• RECORDS SUPPLIED:

'''

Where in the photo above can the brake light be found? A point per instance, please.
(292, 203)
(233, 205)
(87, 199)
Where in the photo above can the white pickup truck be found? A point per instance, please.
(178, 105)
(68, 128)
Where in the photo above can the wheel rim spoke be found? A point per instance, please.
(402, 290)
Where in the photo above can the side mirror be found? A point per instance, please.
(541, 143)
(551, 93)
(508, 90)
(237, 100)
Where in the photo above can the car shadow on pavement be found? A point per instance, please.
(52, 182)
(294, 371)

'''
'''

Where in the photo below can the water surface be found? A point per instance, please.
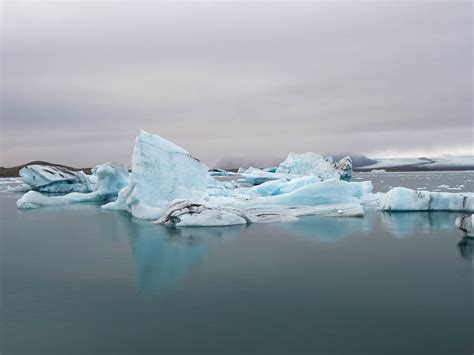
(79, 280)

'''

• WORK TO DO:
Locate each line above that contains the word "please" and copy those lines out in full.

• WRITTEN ANSWER:
Where in the photo above can the brake light be found? A point per instance, please.
Where in the photo above can the white pickup truck be found? A point per instance, please.
Where in the photo above can the wheel rim spoke be found? A point per instance, please.
Where in the photo above can the side mirror be found? A point per instance, please.
Where in the photo above can the car shadow on pavement be found? A point per instance, please.
Where in the photo below can the water surface be found? A point per instance, please.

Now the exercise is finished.